▸ **Work to do**
1: Answer the following questions about the NumPyro imputation passage, each on its own line:
(a) Which distribution is used to fit the target y?
(b) With what is the learnable parameter len_impute filled?
(c) Under what condition does the model's predictive mode occur?
2: Write what comes next in the NumPyro imputation passage, continuing from its final line of code.
##### Passage shown #####
Now we have to find our targets which we model. Hence we localize our missing positions in the vector with numpy.

...    
    len_is_nan = np.isnan(p_len)
    len_nan_idx = np.array(np.isnan(p_len).astype(int)).nonzero()[0]
    
    if target is not None:
        len_impute = numpyro.param("len_impute", np.zeros(len_is_nan.sum()))
    else:
        len_impute = numpyro.sample("len_impute", dist.Normal(len_mu[len_nan_idx], 
                                                              len_sigma[len_nan_idx]))
...

Additionally, we tell NumPyro to make the imputation-value (len_impute) a learnable parameter and fill with as many zeroes as values we are missing.
On a short sidenote: our model has a predictive mode, that occurs when no target (aka species) is provided. When we invoke the predictive capabilities, we sample from the introduced distribution with the sampled \mu and sampled \sigma instead. Make sure to only apply this on the NaN positions in your vector! That is the meaning of the else clause:

numpyro.sample("len_impute", dist.Normal(len_mu[len_nan_idx], len_sigma[len_nan_idx])

We then put the imputed values into the right places and give it the inference sampling, with the observed length values to do its optimization. For this we use the JAX library with some efficient index updating – linear-algebra style.:

...    
   p_len = ops.index_update(p_len, len_nan_idx, len_impute)
  
   numpyro.sample("p_length", dist.Normal(len_mu, len_sigma), obs=p_len)
...

In our length-sampling we include the actual length measures as the observations in the process .

Putting Things Together | Imputed Values into the Linear Model

For this model to be a proper linear model, we have to fit our target y (the species).
Since we have two classes, we do this by invoking a Bernoulli distribution.
We therefore ask in a Bernoulli process whether we are looking at y=0 or y=1 – two classes, two potential outcomes.

The Bayesian Regression – Code

We introduce two parameters, one of which is a bias term for the length parameter. We compose the

...    
    l = numpyro.sample("l", dist.Normal(0, 1))
    b_len = numpyro.sample("b_length", dist.Normal(0, 1))
    logits = l + b_len * p_len
    
    logits = logits + b_s_len*s_len + b_s_width*s_width + b_p_width*p_width
...

Now to the magical part. We use the logit for the Bernoulli, which composes of all the parameters that we put into the model in interaction with their biases. The observed value in this process is now the target-parameter, our y.

   numpyro.sample("target", dist.Bernoulli(logits=logits), obs=target)

The complete NumPyro imputation model

def model(s_len, s_width, p_len, p_width, target=None):
    b_s_len = numpyro.sample("b_s_len", dist.Normal(0,1))
    b_s_width = numpyro.sample("b_s_width", dist.Normal(0,1))
    b_p_width = numpyro.sample("b_p_width", dist.Normal(0,1))
    
    # impute length
    len_mu = numpyro.sample("p_length_mu", dist.Normal(2.8, 0.2))
##### Items #####
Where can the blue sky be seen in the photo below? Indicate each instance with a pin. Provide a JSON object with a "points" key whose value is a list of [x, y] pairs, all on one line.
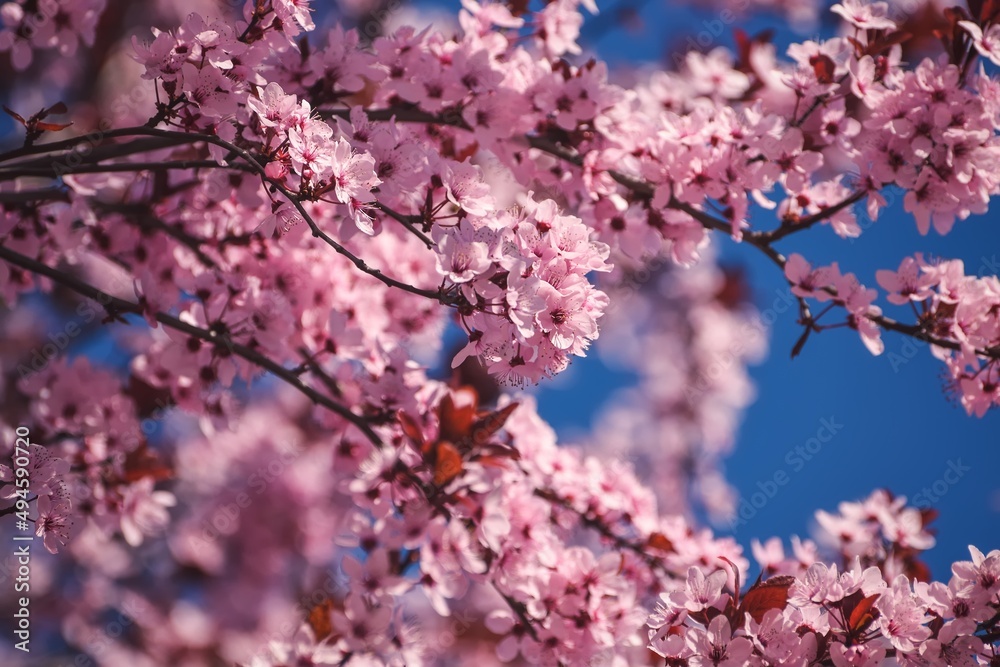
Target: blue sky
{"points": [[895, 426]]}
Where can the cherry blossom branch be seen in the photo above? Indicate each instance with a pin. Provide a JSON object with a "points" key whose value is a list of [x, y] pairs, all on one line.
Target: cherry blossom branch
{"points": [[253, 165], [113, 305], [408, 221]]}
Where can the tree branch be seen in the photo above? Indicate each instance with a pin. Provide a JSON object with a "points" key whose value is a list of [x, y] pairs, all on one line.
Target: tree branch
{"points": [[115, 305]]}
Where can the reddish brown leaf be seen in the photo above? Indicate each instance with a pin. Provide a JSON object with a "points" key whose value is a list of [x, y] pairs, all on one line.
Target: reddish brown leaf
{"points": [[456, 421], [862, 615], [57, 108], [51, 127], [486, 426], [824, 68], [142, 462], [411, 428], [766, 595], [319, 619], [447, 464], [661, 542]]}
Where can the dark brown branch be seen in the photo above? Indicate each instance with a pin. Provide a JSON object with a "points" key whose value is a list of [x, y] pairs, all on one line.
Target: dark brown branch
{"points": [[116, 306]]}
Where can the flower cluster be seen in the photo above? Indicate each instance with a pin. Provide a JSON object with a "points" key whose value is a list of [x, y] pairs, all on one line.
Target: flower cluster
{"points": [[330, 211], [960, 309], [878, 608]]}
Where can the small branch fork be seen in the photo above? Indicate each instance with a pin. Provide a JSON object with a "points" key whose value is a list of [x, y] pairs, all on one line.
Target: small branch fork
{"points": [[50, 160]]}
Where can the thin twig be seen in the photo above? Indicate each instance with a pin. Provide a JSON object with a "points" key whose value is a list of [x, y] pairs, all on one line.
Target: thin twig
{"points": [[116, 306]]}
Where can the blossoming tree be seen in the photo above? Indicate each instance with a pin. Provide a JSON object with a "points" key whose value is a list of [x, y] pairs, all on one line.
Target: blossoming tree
#####
▸ **Task-by-task outputs**
1:
(a) A Bernoulli distribution.
(b) With as many zeroes as there are missing values.
(c) When no target (the species) is provided.

2:
    len_sigma = numpyro.sample("p_length_sigma", dist.Normal(1.5, 0.2))
    len_is_nan = np.isnan(p_len)
    len_nan_idx = np.array(np.isnan(p_len).astype(int)).nonzero()[0]
    
    if target is not None:
        len_impute = numpyro.param("len_impute", np.zeros(len_is_nan.sum()))
    else:
        len_impute = numpyro.sample("len_impute", dist.Normal(len_mu[len_nan_idx], 
                                                              len_sigma[len_nan_idx]))
    p_len = ops.index_update(p_len, len_nan_idx, len_impute)
    
    numpyro.sample("p_length", dist.Normal(len_mu, len_sigma), obs=p_len)
    
    l = numpyro.sample("l", dist.Normal(0, 1))
    b_len = numpyro.sample("b_length", dist.Normal(0, 1))
    logits = l + b_len * p_len
    
    logits = logits + b_s_len*s_len + b_s_width*s_width + b_p_width*p_width
    if target is None:
        # prediction case
        probs = expit(logits)
        numpyro.sample("probs", dist.Delta(probs))

    numpyro.sample("target", dist.Bernoulli(logits=logits), obs=target)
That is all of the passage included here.